Prompt:
Repeat the records below line by line, exactly, finishing on the line that contains "target: white window frame".
::: Task data
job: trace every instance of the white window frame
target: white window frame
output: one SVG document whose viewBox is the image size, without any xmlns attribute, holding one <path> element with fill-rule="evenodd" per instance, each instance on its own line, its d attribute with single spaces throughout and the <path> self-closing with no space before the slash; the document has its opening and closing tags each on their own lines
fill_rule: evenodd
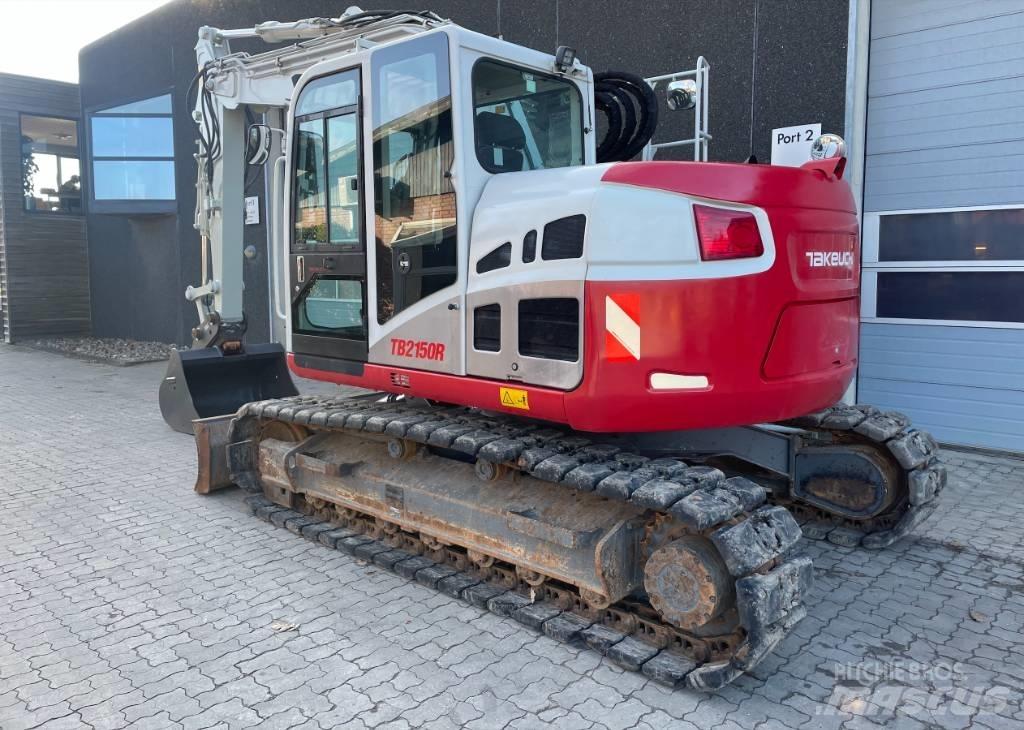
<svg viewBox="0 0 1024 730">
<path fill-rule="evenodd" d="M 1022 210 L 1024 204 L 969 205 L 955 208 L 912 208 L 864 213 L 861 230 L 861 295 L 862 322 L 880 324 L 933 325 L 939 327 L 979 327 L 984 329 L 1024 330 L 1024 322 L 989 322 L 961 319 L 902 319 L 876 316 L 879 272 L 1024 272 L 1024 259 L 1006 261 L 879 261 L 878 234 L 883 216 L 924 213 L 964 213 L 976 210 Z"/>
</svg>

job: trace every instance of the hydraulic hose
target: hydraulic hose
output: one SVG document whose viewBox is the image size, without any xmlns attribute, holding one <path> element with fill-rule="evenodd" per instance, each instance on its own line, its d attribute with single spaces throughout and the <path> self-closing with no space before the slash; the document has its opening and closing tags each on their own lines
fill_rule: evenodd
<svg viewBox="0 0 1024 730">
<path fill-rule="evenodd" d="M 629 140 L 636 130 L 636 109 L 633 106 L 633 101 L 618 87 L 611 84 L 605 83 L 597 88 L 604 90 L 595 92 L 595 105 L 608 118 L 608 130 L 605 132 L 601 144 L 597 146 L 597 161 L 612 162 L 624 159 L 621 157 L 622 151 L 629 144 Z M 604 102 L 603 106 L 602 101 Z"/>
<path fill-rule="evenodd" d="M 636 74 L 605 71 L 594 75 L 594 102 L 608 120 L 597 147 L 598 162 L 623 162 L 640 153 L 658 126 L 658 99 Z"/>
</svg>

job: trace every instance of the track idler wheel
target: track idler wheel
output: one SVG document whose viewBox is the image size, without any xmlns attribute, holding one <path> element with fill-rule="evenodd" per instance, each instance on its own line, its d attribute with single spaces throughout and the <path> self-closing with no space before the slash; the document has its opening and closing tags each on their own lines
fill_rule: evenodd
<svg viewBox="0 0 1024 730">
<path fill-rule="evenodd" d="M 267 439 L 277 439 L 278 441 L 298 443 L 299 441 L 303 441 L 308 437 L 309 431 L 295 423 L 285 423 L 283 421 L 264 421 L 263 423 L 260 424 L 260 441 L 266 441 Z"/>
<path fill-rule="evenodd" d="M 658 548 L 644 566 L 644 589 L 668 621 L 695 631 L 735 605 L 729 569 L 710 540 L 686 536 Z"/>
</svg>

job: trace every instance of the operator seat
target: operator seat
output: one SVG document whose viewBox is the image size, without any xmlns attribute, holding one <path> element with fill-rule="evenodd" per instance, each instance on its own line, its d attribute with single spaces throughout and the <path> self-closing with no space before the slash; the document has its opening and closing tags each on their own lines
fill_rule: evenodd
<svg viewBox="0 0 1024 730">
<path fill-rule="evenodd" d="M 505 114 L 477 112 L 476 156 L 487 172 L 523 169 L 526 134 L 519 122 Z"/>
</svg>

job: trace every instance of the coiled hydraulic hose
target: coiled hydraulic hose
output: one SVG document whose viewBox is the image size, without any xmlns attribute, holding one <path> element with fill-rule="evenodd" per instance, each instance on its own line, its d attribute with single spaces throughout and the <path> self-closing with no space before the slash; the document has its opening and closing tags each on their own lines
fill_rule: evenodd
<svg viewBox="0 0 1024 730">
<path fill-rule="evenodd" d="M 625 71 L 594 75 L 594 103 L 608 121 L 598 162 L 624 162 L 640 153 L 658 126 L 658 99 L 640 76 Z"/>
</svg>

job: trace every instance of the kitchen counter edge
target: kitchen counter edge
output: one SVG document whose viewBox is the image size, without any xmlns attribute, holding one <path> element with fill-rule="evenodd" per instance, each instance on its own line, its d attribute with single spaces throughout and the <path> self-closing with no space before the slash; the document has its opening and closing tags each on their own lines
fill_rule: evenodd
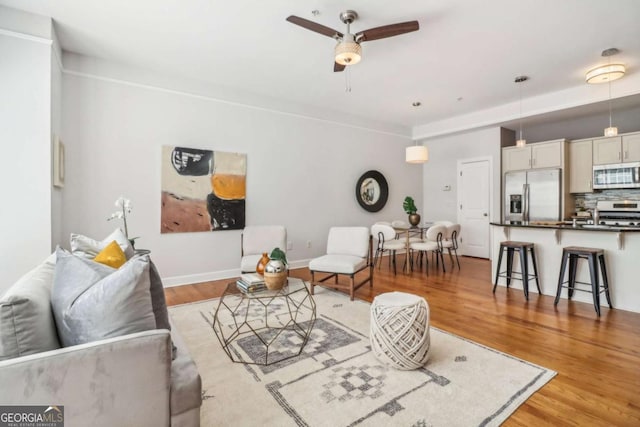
::::::
Result below:
job: trace every instance of the white window frame
target: white window frame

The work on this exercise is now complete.